▶ _Short problem 1_
Duplicate everything in the email thread on diffing from "On Thu, Jan 6, 2011 at 11:38" down to "pulling old versions.".

On Thu, Jan 6, 2011 at 11:38 AM, Brion Vibber <[email protected]> wrote:
> On Thu, Jan 6, 2011 at 11:01 AM, Jay Ashworth <[email protected]> wrote:
>> > From: "George Herbert" <[email protected]>
>> > I suspect that diffs are relatively rare events in the day to day WMF
>> > processing, though non-trivial.
>>
>> Every single time you make an edit, unless I badly misunderstand the
>> current
>> architecture; that's how it's possible for multiple people editing the
>> same article not to collide unless their edits actually collide at the
>> paragraph level.
>>
>> Not to mention pulling old versions.
>>
>> Can someone who knows the current code better than me confirm or deny?
>>
>
> There's a few separate issues mixed up here, I think.
>
>
> First: diffs for viewing and the external diff3 merging for resolving edit
> conflicts are actually unrelated code paths and use separate diff engines.
> (Nor does diff3 get used at all unless there actually is a conflict to
> resolve -- if nobody else edited since your change, it's not called.)
>
>
> Second: the notion that diffing a structured document must inherently be
> very slow is, I think, not right.
>
> A well-structured document should be pretty diff-friendly actually; our
> diffs are already working on two separate levels (paragraphs as a whole,
> then words within matched paragraphs). In the most common cases, the diffing
> might actually work pretty much the same -- look for nodes that match, then
> move on to nodes that don't; within changed nodes, look for sub-nodes that
> can be highlighted. Comparisons between nodes may be slower than straight
> strings, but the basic algorithms don't need to be hugely different, and the
> implementation can be in heavily-optimized C++ just like our text diffs are
> today.

▶ _Short problem 2_
Render every line of the object position labeling listing below as a numbered list, omitting blank lines.

Object position labeling entries
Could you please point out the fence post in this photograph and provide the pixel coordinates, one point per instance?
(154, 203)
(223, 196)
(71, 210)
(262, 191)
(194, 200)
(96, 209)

▶ _Solution 1_
On Thu, Jan 6, 2011 at 11:38 AM, Brion Vibber <[email protected]> wrote:
> On Thu, Jan 6, 2011 at 11:01 AM, Jay Ashworth <[email protected]> wrote:
>> > From: "George Herbert" <[email protected]>
>> > I suspect that diffs are relatively rare events in the day to day WMF
>> > processing, though non-trivial.
>>
>> Every single time you make an edit, unless I badly misunderstand the
>> current
>> architecture; that's how it's possible for multiple people editing the
>> same article not to collide unless their edits actually collide at the
>> paragraph level.
>>
>> Not to mention pulling old versions.

▶ _Solution 2_
1. Could you please point out the fence post in this photograph and provide the pixel coordinates, one point per instance?
2. (154, 203)
3. (223, 196)
4. (71, 210)
5. (262, 191)
6. (194, 200)
7. (96, 209)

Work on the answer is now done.